_SUPPLIED MATERIAL_.
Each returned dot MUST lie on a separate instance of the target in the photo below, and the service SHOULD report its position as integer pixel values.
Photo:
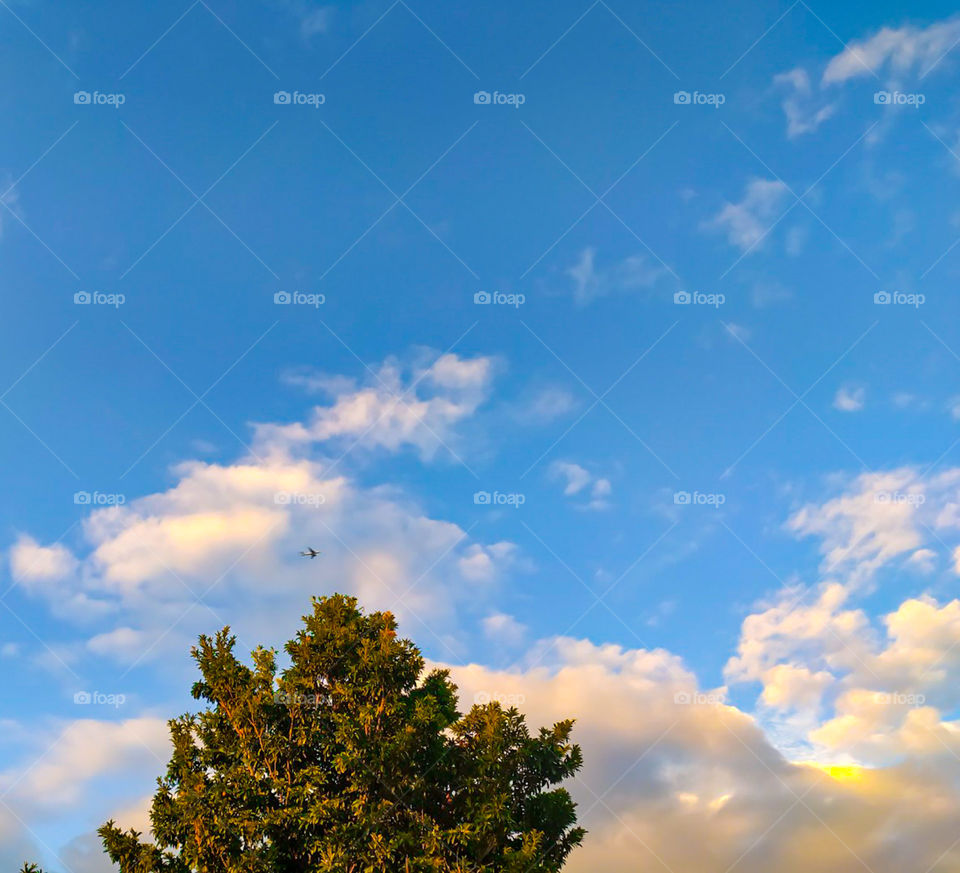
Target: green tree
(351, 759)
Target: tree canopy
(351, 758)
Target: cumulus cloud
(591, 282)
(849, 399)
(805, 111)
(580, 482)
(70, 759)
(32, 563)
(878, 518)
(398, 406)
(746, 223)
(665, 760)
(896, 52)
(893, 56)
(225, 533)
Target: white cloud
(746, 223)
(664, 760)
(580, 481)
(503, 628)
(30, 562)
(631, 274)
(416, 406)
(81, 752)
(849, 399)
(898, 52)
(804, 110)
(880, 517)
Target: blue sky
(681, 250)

==

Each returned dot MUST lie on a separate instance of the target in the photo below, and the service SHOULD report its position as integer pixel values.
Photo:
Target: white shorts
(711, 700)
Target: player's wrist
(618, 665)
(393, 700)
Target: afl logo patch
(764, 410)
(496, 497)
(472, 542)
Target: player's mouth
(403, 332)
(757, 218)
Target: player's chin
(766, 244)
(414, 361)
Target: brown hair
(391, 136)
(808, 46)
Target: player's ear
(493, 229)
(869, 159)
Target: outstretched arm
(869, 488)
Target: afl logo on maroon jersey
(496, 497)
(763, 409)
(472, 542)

_WORK TO DO_. Pick out every line in the rows above that contains the string "tree", and copy each one in full. Case counts.

_ANSWER IN FULL_.
Target: green tree
Target: tree canopy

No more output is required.